— Start DOCUMENT TEXT —
Daily Record, February 1930
The Daily Record ran a campaign against the 1929 policy of centralisation.
Many letters against the proposal were also published. Some worries were expressed that such a Board ‘would be likely to over-emphasise the Scottish influence’ to the detriment of programmes from elsewhere, although the paper was clear that it was ‘wholly against any kailyardising of Scottish programmes’. Others wondered whether there was enough Scottish culture of merit to justify a separate programme among the nation’s ‘monotonous tunes’, difficult to understand poetry, and poor singers. One correspondent suggested that the type of dour and dry programming favoured by Sir John Reith should serve as a warning against a ‘strong Scottish influence’ in broadcasting! And, even if it was desirable to have more Scottish autonomy in broadcasting, could part-time board members with little experience of broadcasting really make decisions better than the existing Scottish Region management?
— End DOCUMENT TEXT —
— Start EXCERPTED DATA —
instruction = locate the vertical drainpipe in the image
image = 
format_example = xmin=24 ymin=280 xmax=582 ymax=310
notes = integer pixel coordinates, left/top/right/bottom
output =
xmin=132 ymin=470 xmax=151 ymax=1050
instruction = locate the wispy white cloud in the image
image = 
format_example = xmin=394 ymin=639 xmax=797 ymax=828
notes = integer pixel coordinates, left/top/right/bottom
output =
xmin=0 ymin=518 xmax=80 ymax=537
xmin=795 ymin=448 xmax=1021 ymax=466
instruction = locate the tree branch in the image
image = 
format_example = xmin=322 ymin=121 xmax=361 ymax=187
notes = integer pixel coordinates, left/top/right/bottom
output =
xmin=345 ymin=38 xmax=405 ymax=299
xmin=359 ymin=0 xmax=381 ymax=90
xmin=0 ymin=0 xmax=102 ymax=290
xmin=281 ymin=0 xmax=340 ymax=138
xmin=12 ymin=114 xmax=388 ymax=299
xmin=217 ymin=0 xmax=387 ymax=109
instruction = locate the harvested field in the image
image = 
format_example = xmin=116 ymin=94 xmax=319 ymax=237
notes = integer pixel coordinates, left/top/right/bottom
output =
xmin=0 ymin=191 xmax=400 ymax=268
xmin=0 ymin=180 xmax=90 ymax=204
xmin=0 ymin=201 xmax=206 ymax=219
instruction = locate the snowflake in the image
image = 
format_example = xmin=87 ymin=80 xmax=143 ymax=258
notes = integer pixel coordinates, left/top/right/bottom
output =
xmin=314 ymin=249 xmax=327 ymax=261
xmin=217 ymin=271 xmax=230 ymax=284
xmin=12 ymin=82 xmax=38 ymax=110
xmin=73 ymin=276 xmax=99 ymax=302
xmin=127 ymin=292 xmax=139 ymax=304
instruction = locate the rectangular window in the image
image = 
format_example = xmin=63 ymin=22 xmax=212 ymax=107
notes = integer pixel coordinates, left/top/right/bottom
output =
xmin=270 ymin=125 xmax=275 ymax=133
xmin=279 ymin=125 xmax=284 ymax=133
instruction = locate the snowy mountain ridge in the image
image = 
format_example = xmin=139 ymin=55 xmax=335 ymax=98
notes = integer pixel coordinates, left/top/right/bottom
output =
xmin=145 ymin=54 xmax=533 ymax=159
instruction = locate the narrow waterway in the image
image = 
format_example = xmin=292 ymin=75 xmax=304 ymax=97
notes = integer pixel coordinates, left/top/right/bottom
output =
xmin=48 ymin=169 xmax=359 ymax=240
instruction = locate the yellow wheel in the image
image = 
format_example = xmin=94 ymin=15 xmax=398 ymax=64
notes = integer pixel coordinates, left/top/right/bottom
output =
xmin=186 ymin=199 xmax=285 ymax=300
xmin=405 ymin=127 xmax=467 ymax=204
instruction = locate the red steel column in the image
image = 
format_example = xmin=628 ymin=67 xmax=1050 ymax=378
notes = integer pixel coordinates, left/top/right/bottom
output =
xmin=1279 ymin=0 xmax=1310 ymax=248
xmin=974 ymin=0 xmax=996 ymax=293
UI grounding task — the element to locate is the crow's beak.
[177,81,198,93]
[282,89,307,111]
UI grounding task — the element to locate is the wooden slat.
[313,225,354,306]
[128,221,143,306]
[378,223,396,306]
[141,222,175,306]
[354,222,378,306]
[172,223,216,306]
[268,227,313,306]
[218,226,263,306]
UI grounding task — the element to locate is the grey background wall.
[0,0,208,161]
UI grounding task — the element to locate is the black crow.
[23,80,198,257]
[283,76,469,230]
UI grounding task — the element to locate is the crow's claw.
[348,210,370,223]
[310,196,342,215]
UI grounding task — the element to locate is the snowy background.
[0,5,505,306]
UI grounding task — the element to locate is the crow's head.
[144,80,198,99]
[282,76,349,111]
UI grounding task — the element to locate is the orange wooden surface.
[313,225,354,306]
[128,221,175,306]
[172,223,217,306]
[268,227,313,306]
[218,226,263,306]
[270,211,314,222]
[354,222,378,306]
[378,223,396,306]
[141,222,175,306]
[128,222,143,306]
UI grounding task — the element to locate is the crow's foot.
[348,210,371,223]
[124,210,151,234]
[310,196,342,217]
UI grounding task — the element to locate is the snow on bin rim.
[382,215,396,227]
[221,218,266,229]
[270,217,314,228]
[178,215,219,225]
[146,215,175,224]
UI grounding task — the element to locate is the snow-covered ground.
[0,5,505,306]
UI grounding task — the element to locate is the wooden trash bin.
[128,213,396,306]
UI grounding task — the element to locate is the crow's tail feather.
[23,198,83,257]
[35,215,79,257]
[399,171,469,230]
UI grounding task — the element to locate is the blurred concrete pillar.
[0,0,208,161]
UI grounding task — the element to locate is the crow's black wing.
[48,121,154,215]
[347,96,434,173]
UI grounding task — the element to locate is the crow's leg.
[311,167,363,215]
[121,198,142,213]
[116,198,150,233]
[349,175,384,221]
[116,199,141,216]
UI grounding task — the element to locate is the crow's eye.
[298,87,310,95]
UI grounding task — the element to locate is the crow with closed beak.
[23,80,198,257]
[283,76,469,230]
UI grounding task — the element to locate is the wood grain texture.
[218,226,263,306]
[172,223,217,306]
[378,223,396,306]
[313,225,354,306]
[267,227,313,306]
— End EXCERPTED DATA —
• _WHAT TO WORK ON_:
1. In the Daily Record text, what did the paper say it was wholly against?
2. Repeat the Daily Record text, switching "correspondent" to "letter writer". Begin at the words "Many letters against" and stop after "Scottish Region management?".

• _ANSWERS FOR THE EXERCISE_:
1. Any kailyardising of Scottish programmes.

2.
Many letters against the proposal were also published. Some worries were expressed that such a Board ‘would be likely to over-emphasise the Scottish influence’ to the detriment of programmes from elsewhere, although the paper was clear that it was ‘wholly against any kailyardising of Scottish programmes’. Others wondered whether there was enough Scottish culture of merit to justify a separate programme among the nation’s ‘monotonous tunes’, difficult to understand poetry, and poor singers. One letter writer suggested that the type of dour and dry programming favoured by Sir John Reith should serve as a warning against a ‘strong Scottish influence’ in broadcasting! And, even if it was desirable to have more Scottish autonomy in broadcasting, could part-time board members with little experience of broadcasting really make decisions better than the existing Scottish Region management?